ACTIVITY: Quote exactly and only this range of lines in the data below: the line that holds "Target: dry grass" to the line that holds "Locate the thin", both included.

INPUT FOR THIS TASK:
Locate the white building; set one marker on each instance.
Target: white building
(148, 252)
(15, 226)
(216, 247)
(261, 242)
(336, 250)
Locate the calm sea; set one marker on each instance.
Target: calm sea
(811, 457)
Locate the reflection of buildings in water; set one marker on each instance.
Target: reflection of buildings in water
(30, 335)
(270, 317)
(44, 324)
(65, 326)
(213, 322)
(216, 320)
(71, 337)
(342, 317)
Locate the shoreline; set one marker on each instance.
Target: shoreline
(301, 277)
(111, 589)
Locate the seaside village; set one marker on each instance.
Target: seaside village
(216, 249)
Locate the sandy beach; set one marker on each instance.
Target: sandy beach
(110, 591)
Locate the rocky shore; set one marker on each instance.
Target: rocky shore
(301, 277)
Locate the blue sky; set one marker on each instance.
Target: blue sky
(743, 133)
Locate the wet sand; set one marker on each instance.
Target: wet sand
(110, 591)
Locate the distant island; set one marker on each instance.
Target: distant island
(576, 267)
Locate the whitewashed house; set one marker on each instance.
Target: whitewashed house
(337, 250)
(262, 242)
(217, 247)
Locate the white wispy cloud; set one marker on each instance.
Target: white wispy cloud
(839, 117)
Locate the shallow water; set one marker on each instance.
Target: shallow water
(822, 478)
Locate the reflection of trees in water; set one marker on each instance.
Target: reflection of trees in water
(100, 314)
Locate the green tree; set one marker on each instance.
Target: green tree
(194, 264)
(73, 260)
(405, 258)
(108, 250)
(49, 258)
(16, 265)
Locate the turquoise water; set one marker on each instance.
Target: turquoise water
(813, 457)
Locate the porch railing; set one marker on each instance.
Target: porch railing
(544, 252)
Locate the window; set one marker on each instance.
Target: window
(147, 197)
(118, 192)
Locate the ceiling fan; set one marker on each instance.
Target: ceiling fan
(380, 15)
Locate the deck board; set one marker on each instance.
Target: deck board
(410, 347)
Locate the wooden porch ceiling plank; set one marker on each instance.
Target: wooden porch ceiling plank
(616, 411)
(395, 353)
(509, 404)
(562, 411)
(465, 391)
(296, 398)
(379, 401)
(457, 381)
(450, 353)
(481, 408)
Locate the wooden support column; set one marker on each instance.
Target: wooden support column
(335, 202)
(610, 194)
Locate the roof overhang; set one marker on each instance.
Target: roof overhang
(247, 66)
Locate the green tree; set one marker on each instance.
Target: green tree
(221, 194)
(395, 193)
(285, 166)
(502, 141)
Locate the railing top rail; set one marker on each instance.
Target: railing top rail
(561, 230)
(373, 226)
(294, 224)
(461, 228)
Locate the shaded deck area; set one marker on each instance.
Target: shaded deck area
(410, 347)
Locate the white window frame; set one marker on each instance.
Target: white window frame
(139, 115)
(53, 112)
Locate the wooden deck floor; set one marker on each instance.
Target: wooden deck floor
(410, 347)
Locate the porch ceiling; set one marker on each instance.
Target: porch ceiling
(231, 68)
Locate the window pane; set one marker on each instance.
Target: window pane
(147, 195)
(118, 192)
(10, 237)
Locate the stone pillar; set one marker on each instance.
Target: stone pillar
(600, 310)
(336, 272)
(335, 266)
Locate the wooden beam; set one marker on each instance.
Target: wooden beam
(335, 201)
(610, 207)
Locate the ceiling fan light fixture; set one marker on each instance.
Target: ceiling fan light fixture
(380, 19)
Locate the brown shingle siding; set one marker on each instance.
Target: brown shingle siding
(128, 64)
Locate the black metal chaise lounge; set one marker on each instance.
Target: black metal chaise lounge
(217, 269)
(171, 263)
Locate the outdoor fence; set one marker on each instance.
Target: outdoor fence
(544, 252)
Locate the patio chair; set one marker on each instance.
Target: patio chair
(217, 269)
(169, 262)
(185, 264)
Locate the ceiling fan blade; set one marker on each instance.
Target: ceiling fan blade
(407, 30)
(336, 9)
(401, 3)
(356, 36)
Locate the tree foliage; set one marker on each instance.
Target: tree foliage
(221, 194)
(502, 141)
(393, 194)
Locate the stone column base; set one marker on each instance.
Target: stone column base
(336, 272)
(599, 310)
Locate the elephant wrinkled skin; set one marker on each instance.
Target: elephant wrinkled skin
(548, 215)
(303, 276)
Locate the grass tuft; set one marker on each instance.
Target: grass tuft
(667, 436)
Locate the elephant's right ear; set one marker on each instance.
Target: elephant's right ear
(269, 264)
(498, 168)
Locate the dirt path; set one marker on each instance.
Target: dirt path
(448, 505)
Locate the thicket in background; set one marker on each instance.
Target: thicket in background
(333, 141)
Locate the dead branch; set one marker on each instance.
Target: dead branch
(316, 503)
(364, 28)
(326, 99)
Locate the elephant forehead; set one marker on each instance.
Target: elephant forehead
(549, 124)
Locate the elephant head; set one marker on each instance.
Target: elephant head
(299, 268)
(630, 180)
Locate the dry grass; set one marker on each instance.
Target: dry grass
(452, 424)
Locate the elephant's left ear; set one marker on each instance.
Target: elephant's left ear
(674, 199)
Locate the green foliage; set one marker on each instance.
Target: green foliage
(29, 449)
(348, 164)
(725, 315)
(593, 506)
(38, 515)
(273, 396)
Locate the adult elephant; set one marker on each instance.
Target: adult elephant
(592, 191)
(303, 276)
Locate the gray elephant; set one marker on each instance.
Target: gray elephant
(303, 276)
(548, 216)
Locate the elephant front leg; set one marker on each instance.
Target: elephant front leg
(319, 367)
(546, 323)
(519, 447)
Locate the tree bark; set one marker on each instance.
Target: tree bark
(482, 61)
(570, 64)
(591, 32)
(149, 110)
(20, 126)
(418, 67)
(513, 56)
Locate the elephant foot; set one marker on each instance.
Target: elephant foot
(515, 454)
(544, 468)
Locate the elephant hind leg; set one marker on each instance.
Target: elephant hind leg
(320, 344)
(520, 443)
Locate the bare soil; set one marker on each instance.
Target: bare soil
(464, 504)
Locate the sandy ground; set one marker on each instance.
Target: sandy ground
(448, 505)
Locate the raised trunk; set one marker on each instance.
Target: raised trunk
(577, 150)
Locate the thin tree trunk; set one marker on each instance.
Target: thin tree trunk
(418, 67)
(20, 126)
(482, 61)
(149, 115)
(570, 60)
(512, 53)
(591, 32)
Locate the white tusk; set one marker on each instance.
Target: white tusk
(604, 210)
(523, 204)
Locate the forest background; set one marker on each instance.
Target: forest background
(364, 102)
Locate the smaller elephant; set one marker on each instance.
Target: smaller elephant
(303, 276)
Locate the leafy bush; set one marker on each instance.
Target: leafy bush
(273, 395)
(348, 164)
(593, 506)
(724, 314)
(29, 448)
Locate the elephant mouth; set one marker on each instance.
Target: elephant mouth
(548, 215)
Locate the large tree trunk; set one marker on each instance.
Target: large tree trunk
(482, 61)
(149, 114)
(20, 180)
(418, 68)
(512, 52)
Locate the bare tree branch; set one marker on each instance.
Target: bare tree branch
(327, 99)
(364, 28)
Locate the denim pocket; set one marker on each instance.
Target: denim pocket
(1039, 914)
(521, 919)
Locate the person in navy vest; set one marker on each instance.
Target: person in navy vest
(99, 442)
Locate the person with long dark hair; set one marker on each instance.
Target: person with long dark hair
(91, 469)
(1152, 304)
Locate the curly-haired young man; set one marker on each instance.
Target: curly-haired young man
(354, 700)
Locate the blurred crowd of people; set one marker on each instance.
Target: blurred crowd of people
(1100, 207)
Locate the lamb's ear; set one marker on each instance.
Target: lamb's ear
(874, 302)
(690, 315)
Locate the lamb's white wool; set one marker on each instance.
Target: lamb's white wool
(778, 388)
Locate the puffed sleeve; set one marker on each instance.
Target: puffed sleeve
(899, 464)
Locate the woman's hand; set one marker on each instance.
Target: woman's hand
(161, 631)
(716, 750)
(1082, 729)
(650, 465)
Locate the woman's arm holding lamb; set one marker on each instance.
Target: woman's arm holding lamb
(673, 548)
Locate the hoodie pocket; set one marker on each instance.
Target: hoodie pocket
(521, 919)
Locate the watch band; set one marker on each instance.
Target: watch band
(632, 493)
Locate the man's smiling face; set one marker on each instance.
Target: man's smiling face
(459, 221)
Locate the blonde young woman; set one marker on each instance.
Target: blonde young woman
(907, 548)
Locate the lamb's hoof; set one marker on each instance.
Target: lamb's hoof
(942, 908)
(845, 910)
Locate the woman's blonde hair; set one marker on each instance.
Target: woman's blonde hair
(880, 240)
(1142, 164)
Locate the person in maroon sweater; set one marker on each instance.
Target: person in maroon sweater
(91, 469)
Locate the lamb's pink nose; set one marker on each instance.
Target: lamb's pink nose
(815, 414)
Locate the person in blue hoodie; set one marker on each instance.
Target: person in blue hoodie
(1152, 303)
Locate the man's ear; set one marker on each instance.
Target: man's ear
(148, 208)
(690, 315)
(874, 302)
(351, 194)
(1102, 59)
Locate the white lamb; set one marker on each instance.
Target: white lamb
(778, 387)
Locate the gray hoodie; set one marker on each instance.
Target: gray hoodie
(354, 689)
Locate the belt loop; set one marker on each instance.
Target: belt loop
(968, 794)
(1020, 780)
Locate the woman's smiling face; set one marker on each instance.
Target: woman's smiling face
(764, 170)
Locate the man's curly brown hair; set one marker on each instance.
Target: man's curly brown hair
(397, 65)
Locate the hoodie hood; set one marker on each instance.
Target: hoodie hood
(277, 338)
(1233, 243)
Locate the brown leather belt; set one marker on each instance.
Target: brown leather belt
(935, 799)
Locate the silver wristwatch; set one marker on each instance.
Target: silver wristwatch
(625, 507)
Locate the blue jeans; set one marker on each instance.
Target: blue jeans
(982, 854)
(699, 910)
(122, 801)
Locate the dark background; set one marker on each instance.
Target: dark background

PROBLEM SOLUTION:
Target: dry grass
(452, 424)
Locate the elephant's left ear; set one marker on each instance.
Target: elephant's left ear
(674, 199)
Locate the green foliage; set one marker on each instance.
Target: green foliage
(29, 449)
(348, 164)
(725, 315)
(593, 506)
(38, 515)
(273, 396)
Locate the adult elephant; set one marker on each instance.
Target: adult elephant
(592, 191)
(303, 276)
Locate the gray elephant; set one marker on each instance.
Target: gray elephant
(303, 276)
(548, 216)
Locate the elephant front leg; set one marker on each instance.
Target: elephant front leg
(319, 367)
(546, 323)
(519, 447)
Locate the tree bark; set one marker on each instance.
Target: tree bark
(482, 61)
(570, 64)
(591, 32)
(149, 110)
(20, 126)
(418, 67)
(513, 56)
Locate the elephant foot; set one marker on each instance.
Target: elephant foot
(515, 454)
(544, 468)
Locate the elephant hind leg; set one marker on each instance.
Target: elephant hind leg
(320, 344)
(520, 443)
Locate the bare soil; set one marker on each instance.
Target: bare soil
(464, 504)
Locate the sandy ground; set one marker on each instance.
Target: sandy ground
(448, 505)
Locate the raised trunk; set one marker on each instance.
Target: raised trunk
(577, 150)
Locate the thin tree trunk; set one marker on each instance.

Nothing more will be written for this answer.